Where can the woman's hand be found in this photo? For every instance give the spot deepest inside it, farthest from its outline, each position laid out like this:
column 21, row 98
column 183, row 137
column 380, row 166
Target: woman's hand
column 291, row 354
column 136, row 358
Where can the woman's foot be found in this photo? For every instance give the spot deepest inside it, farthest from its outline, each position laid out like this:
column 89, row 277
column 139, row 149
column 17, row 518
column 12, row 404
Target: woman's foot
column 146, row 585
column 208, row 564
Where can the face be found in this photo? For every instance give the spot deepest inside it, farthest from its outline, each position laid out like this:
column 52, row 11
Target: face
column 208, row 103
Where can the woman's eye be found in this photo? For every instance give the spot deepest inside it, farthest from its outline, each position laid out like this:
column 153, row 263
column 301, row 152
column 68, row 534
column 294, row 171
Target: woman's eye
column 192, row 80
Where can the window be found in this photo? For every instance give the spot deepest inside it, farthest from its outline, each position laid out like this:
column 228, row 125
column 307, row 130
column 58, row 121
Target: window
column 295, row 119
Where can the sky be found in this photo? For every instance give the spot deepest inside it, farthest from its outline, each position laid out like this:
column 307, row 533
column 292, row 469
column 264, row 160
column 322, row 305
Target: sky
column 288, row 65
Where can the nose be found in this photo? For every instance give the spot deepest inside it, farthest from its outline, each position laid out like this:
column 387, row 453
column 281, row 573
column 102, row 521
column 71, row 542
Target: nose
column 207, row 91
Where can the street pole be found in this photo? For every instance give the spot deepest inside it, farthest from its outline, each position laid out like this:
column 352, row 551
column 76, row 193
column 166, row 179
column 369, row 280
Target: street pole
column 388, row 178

- - - - -

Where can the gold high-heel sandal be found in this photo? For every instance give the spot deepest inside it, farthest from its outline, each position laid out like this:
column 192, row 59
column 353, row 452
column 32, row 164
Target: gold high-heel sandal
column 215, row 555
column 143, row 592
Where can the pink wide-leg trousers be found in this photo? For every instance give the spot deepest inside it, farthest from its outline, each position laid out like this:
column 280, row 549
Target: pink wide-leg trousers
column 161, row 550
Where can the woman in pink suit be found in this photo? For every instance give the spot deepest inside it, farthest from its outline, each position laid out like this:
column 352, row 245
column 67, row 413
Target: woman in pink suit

- - - - -

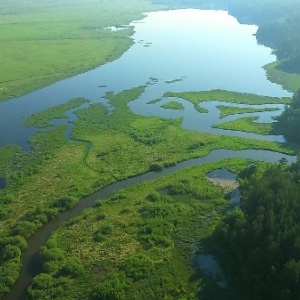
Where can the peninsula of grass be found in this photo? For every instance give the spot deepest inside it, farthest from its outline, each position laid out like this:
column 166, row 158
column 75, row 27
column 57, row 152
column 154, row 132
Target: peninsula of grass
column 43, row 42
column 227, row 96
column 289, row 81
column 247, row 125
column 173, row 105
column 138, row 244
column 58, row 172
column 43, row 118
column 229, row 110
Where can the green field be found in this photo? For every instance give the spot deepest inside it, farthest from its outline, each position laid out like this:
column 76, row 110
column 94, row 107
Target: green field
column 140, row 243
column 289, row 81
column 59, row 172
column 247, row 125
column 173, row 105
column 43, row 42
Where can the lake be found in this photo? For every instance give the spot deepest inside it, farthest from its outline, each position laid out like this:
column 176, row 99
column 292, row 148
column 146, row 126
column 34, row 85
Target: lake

- - - - -

Above are the records. Print exactly, and only, the lines from the line with "Target: gold high-heel sandal" to the line with "Target: woman in pink suit", both inclusive.

=== Your solution ===
Target: gold high-heel sandal
column 215, row 555
column 143, row 592
Where can the pink wide-leg trousers be found in this photo? For every instance give the spot deepest inside it, farthest from its outline, each position laid out like this:
column 280, row 549
Target: pink wide-leg trousers
column 161, row 550
Where can the woman in pink suit be found in this photo? For every instance give the spot deepest inside it, farthest from its outline, each position laid out like this:
column 352, row 245
column 67, row 413
Target: woman in pink suit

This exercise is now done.